- Directions:
Reproduce only the data from the line containing "Return one point per instance of the slice" to the line containing "x=689 y=872", both included, with requests kept unchanged. Multiply every x and y coordinate in the answers by 1.5 and round each result to a whole number, rounding halves up.

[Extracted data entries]
________________
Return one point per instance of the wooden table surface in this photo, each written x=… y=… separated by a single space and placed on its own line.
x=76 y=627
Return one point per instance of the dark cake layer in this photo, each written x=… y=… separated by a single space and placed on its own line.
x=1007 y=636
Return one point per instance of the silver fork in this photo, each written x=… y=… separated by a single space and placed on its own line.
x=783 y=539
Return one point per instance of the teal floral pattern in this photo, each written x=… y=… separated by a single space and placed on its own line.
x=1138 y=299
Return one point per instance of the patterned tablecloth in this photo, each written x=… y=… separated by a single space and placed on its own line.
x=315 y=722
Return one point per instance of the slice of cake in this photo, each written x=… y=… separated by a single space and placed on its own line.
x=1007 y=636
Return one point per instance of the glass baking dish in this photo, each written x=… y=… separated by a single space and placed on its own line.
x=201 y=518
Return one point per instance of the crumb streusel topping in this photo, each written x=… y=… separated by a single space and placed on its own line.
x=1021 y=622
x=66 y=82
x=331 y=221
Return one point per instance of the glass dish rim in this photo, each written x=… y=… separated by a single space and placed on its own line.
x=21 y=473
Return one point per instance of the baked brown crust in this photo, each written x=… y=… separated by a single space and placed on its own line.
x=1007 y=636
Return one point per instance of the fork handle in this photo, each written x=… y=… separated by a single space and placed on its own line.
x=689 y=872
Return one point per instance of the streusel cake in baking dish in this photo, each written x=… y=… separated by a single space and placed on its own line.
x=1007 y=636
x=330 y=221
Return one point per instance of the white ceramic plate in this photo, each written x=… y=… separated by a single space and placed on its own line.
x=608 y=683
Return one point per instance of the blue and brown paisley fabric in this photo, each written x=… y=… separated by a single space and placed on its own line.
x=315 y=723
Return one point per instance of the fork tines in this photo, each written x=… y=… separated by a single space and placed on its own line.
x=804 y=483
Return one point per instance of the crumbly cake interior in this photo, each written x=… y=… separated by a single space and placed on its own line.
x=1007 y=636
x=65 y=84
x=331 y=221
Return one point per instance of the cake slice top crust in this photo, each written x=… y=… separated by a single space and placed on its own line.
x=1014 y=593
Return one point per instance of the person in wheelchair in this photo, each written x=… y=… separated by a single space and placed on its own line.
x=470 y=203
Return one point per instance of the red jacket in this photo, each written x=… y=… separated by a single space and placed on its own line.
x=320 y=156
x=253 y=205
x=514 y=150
________________
- Reply:
Return one point per instance of the slice of cake in this photo, each written x=… y=… separated by a single space and placed on its own line.
x=1511 y=954
Return one point per instance of the glass baking dish in this photo, each written x=… y=… separated by a single space and placed on its own line.
x=302 y=777
Return one point per instance of the crumb streusel topping in this photo, each written x=… y=… separated by a single space and placed on its own line.
x=1532 y=933
x=99 y=123
x=497 y=332
Return one point per instance of the glass dish rim in this photo, each written x=… y=… separated by a single space and placed on its own line.
x=32 y=710
Return one point per instance of the baked brown crust in this photo, each written x=… y=… separated by a single space and placed on its own line.
x=1511 y=954
Return one point per instance of the fork handle in this photo, each written x=… y=… separated by a single space and placed on its own line.
x=1034 y=1308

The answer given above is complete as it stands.